O que se pede ▸
A - Responda com base na cronologia sobre o trabalho em navios de cruzeiro:
(i) Que percentual de brasileiros a resolução número 71, de 2006, obrigava os navios estrangeiros a contratar?
(ii) Em março de 2014, a força-tarefa encontrou jornadas de trabalho de até quantas horas?
(iii) Quantos trabalhadores foram resgatados em abril de 2014, e em que porto?
B - Extraia da cronologia sobre o trabalho em navios de cruzeiro tudo o que vai desde "- Brasileiros são" até "de Salvador (BA)", sem alterar nenhuma palavra.
C - Traduza para o inglês esta frase da cronologia sobre o trabalho em navios de cruzeiro: "Uma tripulante morre em Santos a bordo de um navio da empresa."

Texto de origem ▸
───

Ele informa ter encaminhado um relatório a vários ministérios e secretarias do governo federal mostrando "a vitimização de jovens provocada pelo submundo do trabalho em navios de cruzeiros, os quais caracterizei como tráfico humano, trabalho escravo e com intensa atividade do tráfico de drogas."

*

O TRABALHO EM ALTO-MAR
Setor de cruzeiros está sob fiscalização há oito anos após tripulantes relatarem maus-tratos

2006
- A resolução número 71 do Conselho Nacional de Imigração, do Ministério do Trabalho, determinou que navios estrangeiros que permanecem na costa brasileira por mais de 30 dias são obrigados a contratar 25 % de brasileiros entre os tripulantes

2007/2008
- Parte da tripulação brasileira contratada para trabalhar somente na temporada brasileira (5 meses) seguia contrato nacional de trabalho (com base na CLT) e o restante seguia contrato internacional com duração de 9 meses, como permitia esse acordo

2008/2009
- Brasileiros começam a relatar aos fiscais maus-tratos e, segundo documentos a que a Folha teve acesso, tripulantes diziam ser "perseguidos" quando os navios deixavam o país

- Empresas do setor começam a ser autuadas com base no artigo 444 da CLT e na Convenção 147 da OIT ( Organização Internacional do Trabalho), que garantem normas mínimas de proteção no setor marítimo e que a fiscalização atue sempre que houver necessidade, mesmo em contratos de trabalho feito livremente entre as partes interessadas

2009/2010
- A maioria das empresas passam a contratar brasileiros somente com contrato internacional, segundo a fiscalização do MTE

- Após ações de inspeção, um caso extremo de maus-tratos em um navio da MSC é investigado e denunciado à OIT

- Os nomes dos envolvidos não foram divulgados

2010/2011
Empresas de cruzeiros firmam um TAC (termo de ajustamento de conduta) com o Ministério Público do Trabalho para garantir alguns direitos da CLT aos tripulantes brasileiros com contrato internacional

2011/2012
Uma tripulante morre em Santos a bordo de um navio da empresa. Relatório de fiscalização do MTE caracteriza morte como acidente fatal em decorrência do trabalho

- A Secretaria de Inspeção do Trabalho do MTE sugere mudanças na resolução 71 que criava regras para o setor, obrigando a contratação pela CLT durante a temporada brasileira

- Empresas do setor são autuadas por descumprirem o TAC

2012/2013
- Pelo segundo ano consecutivo, empresas do setor de cruzeiros são autuadas por descumprirem TAC em diversos navios

- Fiscais multam empresas e autos de infração são feitos por discriminação e fraude na contratação

- Brasileiros são contratados por 9 meses no início da temporada brasileira e antes do final desse período sofrem pressão no trabalho e são, segundo laudos feitos com depoimentos de trabalhadores, forçados a pedir demissão

2013
- Audiência pública no Congresso Nacional com Conatrae (Comissão Nacional de Combate ao Trabalho Escravo) expõe condições de trabalho e discute a legislação trabalhista o setor

Março de 2014
- Uma força-tarefa com fiscais, procuradores, juízes, policiais e representantes de oito órgãos faz operação no porto de Santos nos dias 15 e 16 de março em seis navios e verificam condições consideradas degradantes, como jornadas de trabalho de até 16 horas, irregularidades no registro da jornada, denúncias de assédio moral e sexual no ambiente de trabalho

Abril de 2014
- 11 trabalhadores são resgatados na passagem do navio Magnífica, da MSC, pelo porto de Salvador (BA)

───

Dados fornecidos ▸
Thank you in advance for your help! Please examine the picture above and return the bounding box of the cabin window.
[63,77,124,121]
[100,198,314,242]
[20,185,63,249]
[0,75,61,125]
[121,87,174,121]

───

Respostas por tarefa ▸
A -
(i) 25 % dos tripulantes.
(ii) Até 16 horas.
(iii) 11 trabalhadores, no porto de Salvador (BA).

B -
- Brasileiros são contratados por 9 meses no início da temporada brasileira e antes do final desse período sofrem pressão no trabalho e são, segundo laudos feitos com depoimentos de trabalhadores, forçados a pedir demissão

2013
- Audiência pública no Congresso Nacional com Conatrae (Comissão Nacional de Combate ao Trabalho Escravo) expõe condições de trabalho e discute a legislação trabalhista o setor

Março de 2014
- Uma força-tarefa com fiscais, procuradores, juízes, policiais e representantes de oito órgãos faz operação no porto de Santos nos dias 15 e 16 de março em seis navios e verificam condições consideradas degradantes, como jornadas de trabalho de até 16 horas, irregularidades no registro da jornada, denúncias de assédio moral e sexual no ambiente de trabalho

Abril de 2014
- 11 trabalhadores são resgatados na passagem do navio Magnífica, da MSC, pelo porto de Salvador (BA)

C - A female crew member dies in Santos aboard one of the company's ships.